(Beginning of SOURCE RECORDS)

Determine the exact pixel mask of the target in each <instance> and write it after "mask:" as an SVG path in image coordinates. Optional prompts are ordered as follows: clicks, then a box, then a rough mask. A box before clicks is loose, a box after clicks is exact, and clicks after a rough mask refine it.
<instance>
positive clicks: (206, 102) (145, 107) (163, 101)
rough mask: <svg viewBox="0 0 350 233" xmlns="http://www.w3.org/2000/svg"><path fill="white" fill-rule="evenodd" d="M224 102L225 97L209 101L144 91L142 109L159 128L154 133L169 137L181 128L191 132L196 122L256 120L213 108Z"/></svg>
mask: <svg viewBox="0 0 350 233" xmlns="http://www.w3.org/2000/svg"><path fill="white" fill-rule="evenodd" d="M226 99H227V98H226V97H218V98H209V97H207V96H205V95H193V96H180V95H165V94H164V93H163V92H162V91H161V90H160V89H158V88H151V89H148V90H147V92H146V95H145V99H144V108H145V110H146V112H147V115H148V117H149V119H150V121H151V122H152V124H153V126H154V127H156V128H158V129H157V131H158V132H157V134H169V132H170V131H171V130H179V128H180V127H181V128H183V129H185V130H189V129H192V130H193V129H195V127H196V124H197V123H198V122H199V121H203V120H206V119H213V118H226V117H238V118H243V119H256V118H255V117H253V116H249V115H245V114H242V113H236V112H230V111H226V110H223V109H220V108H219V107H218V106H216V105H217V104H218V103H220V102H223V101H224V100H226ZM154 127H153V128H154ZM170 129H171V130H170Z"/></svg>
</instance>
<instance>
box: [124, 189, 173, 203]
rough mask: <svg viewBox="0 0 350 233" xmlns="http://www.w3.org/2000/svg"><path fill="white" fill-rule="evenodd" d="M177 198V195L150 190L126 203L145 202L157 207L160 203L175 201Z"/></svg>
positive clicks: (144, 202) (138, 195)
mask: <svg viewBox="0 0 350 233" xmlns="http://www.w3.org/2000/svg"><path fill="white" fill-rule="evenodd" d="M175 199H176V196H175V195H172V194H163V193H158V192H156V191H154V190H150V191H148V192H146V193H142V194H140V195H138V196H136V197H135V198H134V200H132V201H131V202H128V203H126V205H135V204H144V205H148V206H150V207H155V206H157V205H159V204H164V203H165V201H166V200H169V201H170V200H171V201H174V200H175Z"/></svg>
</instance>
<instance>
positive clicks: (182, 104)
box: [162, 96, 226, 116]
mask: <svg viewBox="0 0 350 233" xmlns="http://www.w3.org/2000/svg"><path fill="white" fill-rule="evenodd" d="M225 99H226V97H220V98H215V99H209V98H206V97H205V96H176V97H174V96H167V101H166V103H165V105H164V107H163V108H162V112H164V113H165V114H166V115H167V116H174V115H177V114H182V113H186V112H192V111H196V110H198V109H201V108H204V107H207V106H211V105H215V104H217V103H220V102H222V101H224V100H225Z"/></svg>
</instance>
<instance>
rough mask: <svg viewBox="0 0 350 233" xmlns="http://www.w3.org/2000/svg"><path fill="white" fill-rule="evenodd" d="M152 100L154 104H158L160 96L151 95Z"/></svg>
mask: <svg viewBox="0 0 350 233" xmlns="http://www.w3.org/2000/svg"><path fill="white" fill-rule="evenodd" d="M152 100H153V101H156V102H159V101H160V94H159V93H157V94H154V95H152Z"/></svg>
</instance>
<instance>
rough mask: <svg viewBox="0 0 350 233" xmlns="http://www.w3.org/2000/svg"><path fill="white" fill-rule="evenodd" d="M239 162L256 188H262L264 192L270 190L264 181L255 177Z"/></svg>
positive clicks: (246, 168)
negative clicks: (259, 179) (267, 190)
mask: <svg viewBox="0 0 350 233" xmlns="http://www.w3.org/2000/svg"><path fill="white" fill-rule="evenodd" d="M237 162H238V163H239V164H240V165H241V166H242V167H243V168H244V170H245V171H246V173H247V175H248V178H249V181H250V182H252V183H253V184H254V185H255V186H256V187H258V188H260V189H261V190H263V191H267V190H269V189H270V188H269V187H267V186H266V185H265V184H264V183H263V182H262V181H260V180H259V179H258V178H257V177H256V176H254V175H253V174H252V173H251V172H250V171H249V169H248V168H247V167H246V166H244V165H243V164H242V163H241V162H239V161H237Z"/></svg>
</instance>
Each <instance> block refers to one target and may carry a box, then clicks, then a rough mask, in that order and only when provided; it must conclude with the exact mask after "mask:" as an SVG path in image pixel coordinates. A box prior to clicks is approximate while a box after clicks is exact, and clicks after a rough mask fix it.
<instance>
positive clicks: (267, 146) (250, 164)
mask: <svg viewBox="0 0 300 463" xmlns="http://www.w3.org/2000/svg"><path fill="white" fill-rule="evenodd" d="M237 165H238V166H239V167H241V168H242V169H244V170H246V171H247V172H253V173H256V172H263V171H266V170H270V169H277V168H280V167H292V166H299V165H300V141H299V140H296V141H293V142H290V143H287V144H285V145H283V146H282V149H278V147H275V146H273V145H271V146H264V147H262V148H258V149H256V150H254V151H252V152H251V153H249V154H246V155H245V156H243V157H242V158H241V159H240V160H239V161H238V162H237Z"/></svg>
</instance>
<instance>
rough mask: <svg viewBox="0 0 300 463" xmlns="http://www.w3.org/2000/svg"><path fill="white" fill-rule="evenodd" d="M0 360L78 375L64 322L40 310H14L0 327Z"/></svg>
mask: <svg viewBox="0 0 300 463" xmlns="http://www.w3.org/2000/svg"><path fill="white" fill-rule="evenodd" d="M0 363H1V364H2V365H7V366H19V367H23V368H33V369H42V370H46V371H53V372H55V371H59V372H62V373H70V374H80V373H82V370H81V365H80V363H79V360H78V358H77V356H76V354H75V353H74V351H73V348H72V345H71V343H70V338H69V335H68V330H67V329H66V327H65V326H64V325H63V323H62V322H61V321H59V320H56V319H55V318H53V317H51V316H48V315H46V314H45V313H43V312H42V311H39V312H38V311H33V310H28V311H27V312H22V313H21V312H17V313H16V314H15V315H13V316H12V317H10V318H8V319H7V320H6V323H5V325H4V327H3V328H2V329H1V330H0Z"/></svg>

(End of SOURCE RECORDS)

* WORK TO BE COMPLETED: Copy the items from the first line up to and including the line with "102L225 97L209 101L144", substituting "coarse mask" for every "rough mask" and leaving everything else unchanged. Give only those lines.

* RESPONSE BELOW:
Determine the exact pixel mask of the target in each <instance> and write it after "mask:" as an SVG path in image coordinates. Optional prompts are ordered as follows: clicks, then a box, then a coarse mask. A box before clicks is loose, a box after clicks is exact, and clicks after a coarse mask refine it.
<instance>
positive clicks: (206, 102) (145, 107) (163, 101)
coarse mask: <svg viewBox="0 0 350 233" xmlns="http://www.w3.org/2000/svg"><path fill="white" fill-rule="evenodd" d="M224 102L225 97L209 101L144 91L142 109L159 128L154 133L169 137L181 128L191 132L196 122L256 120L213 108Z"/></svg>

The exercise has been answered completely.